++++ Dataset rows
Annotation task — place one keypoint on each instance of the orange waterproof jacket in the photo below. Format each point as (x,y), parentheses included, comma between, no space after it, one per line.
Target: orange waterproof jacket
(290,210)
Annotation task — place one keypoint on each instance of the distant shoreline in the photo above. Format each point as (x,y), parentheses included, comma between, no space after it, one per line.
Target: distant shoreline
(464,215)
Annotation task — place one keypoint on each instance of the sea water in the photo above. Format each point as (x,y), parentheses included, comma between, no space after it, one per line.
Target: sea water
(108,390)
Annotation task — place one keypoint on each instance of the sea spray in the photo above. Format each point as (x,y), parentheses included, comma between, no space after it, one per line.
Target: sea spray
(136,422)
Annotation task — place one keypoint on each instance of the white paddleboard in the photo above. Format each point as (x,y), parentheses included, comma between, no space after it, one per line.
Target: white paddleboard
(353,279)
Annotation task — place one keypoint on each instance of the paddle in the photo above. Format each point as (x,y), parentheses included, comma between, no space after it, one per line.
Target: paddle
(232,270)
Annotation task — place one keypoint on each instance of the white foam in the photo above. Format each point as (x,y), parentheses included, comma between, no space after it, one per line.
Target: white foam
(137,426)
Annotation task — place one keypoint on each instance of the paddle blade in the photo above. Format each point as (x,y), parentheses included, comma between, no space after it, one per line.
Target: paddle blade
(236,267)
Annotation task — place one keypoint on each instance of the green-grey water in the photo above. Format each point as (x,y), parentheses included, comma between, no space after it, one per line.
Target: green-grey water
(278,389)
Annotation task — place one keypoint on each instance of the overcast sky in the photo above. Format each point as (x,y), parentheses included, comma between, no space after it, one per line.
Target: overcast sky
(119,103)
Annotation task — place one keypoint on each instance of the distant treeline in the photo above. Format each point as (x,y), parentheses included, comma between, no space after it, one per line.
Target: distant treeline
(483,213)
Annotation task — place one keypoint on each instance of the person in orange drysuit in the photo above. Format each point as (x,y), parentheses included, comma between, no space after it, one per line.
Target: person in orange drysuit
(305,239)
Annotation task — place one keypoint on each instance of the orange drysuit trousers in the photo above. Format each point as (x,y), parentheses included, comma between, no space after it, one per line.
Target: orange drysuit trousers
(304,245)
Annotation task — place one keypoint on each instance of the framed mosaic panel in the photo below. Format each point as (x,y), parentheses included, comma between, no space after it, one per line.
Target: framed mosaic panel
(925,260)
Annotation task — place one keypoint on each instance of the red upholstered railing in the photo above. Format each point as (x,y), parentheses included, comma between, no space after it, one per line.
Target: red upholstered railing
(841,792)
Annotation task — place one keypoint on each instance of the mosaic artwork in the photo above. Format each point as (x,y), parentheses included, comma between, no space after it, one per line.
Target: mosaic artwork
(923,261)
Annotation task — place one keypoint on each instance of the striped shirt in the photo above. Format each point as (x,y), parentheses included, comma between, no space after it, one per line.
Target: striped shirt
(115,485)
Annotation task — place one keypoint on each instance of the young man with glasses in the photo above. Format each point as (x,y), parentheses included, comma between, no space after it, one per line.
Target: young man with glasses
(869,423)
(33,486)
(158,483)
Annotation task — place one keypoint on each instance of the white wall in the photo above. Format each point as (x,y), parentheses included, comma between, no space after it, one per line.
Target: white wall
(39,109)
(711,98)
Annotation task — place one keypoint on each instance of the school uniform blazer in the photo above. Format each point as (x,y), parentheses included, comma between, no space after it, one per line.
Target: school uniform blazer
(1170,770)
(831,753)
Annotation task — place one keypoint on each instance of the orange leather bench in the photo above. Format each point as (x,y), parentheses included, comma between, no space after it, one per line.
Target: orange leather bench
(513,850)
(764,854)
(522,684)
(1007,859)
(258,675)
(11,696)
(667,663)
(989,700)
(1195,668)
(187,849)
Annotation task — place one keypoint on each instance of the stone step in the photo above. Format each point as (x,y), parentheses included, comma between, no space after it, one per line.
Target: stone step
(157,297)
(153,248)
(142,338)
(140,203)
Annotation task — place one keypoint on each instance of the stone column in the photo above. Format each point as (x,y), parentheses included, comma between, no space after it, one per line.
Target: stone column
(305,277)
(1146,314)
++++++++
Problem statement: Rewrite the items from the line containing "the orange leather" through the end of the items, with their request lines included. Shift each x and y coordinate in the keypoint answers up by 148, and leave the requests and their format notation unchanged.

Task solution:
Annotation task — place one keypoint on each instance of the orange leather bench in the photo above. Format each point as (x,y), parentheses included, comma between, no space after it, one per line.
Target: orange leather bench
(661,998)
(912,1002)
(670,832)
(1155,1007)
(406,823)
(159,844)
(815,811)
(1137,848)
(1343,816)
(335,997)
Annotation task — place one keypoint on each instance of the stone step in the photo above. Format each point as (x,y), parentheses included, comma between, no space after it, one per line.
Target: stone step
(305,445)
(301,396)
(290,486)
(288,351)
Annotation task — place one keypoint on each instance of the stone column in the photo above. Format each point as (x,y), parentheses included, comma between, no space after it, one per line.
Target: stone column
(453,425)
(1294,462)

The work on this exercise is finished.